─── RECORDS SHOWN ───
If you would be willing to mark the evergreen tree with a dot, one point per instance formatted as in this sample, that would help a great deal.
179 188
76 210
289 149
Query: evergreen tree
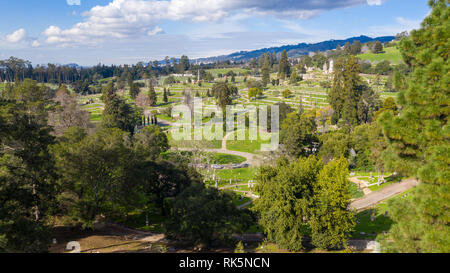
───
- TASK ITEM -
The copy you write must hold every record verbatim and none of the pictures.

- SOLUTION TO THIS TASK -
If you would be willing to mark the evergreen tree with a dot, one point per instance formatted as in this sample, that would help a great deal.
179 188
76 210
289 149
Query: evergreen tree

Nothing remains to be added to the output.